**Assignment:**
Copy the part of the IIS troubleshooting thread that begins at "I get an internal" and ends after "copy of IIS....", keeping every word and mark unchanged.

**Document section:**
+-------+
IIS Hell

G

Guest

ok folks, I'm standing on the ledge here.
I'm running XP pro (service pack 1) in a corporate setting with a domain
logon that has local admin rights to the machine I'm using

my machine was rebuilt yesterday with a plain XP pro Os and all the hotfixes
from MS up to service pack 1

I (an MCSD, not an MCSE) then I installed IIS 5.1, VS.net 2003 and all that
stuff and the mystery of it all is that even though I am part of the local
admins group, vs debuggers and vs developers...

I can't even do this:
I can't after creating a virtual directory on my C:\ drive and placing an
html file...access it from a local browser with
localhost/virtual_dir_name/htmlfilename.htm

what could be going on?, I've enabled all the permissions on the virtual
directory, and I've enabled anonynmous access. Nothing works!
I get an internal server error 500.

all this before I've even started to try to create a project/solution via
visual studio. I don't want to go down that road until I can see local html
pages dished out to me via my copy of IIS....

I will mention at last that internet explorer is working via a corporate
proxy server and my machine doesn't have any restrictive group policies etc
that I know of, and that I can ping localhost and I can ping the loopback
address with no problems and that the IIS service is running

any ideas what settings I should apply in order to get IIS let me see a test
page via a web browser

regards and thanks in advance
CharlesA
 
G

Guest

further to my previous post, when I took off the 'show friendly errors' I got
this much more specific error

Server Error
The following error occurred:
Code:
 Cannot connect due to potential loopback
problems


--------------------------------------------------------------------------------
Please contact the administrator.
+-------+
**Information shown:**
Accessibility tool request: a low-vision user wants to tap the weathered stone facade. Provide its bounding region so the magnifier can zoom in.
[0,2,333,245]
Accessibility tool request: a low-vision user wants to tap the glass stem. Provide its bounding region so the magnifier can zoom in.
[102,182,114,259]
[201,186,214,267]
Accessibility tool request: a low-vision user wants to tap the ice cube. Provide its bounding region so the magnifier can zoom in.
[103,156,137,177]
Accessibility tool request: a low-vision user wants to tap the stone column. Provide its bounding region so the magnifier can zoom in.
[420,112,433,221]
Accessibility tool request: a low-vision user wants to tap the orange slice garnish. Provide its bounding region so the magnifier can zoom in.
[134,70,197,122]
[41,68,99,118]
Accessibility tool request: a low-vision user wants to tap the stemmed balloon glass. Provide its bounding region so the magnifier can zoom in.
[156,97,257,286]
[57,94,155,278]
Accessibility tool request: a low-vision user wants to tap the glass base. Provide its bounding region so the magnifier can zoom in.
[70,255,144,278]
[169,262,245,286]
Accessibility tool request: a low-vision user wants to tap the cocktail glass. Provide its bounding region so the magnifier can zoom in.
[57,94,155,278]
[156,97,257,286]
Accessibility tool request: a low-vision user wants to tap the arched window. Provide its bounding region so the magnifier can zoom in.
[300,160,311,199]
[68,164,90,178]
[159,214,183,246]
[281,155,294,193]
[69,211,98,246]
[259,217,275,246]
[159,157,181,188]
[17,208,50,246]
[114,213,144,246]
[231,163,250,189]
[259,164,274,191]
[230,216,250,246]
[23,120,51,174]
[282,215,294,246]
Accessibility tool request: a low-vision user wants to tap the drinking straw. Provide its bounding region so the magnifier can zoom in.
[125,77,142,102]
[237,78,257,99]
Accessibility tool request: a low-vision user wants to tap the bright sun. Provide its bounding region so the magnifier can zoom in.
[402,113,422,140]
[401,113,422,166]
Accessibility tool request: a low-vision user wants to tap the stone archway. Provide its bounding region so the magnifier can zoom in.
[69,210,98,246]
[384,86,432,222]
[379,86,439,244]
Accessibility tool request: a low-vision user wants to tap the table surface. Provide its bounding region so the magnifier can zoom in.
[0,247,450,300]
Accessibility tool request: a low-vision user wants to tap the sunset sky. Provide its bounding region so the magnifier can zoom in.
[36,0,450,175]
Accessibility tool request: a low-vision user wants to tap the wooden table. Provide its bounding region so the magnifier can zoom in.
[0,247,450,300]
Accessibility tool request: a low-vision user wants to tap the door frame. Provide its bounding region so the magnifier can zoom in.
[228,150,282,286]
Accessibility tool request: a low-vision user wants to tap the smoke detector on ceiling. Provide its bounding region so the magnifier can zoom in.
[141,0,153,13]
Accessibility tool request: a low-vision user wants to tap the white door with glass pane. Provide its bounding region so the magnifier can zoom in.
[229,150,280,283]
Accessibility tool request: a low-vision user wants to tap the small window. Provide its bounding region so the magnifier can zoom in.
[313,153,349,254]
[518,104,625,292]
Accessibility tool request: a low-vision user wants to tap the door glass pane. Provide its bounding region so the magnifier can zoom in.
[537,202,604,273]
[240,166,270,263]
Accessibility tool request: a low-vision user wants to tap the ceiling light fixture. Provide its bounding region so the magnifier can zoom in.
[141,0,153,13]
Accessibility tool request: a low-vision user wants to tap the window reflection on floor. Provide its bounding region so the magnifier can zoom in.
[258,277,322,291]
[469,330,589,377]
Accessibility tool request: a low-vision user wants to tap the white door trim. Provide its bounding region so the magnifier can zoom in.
+-------+
**Result below:**
I get an internal server error 500.

all this before I've even started to try to create a project/solution via
visual studio. I don't want to go down that road until I can see local html
pages dished out to me via my copy of IIS....